* _Information provided_
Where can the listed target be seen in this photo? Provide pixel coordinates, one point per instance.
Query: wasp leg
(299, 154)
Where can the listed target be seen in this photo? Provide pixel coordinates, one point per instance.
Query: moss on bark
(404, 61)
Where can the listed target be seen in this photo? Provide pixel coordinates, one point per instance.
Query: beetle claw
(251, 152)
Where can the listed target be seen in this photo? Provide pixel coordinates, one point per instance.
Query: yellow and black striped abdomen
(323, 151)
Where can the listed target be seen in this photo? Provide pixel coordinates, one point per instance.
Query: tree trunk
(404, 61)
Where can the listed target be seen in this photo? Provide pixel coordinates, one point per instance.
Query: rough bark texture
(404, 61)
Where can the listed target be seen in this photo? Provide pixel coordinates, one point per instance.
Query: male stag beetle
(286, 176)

* _To do_
Could you reproduce all of the records above word for word, leaving nothing out and changing nothing?

* _Result of this task_
Where can the listed target be seen in this photo? Provide pixel coordinates, one point per instance.
Query: wasp leg
(299, 154)
Where can the listed target be seen in this photo? Provide pixel coordinates, one point per instance.
Query: moss on bark
(404, 61)
Where can the listed target be seen in this photo? Provide pixel coordinates, one point per instance.
Query: beetle claw
(251, 152)
Where can the listed target be seen in this photo? Provide pixel coordinates, one point per instance.
Query: yellow and black striped abdomen
(323, 151)
Where can the listed target be seen in this photo? Provide pixel coordinates, one point per instance.
Query: tree trunk
(404, 61)
Where can the listed target be seen in this photo? Provide pixel coordinates, one point per instance.
Query: rough bark texture
(404, 61)
Where can the listed target be seen in this photo? Provide pixel coordinates, one point per instance.
Query: male stag beetle
(286, 176)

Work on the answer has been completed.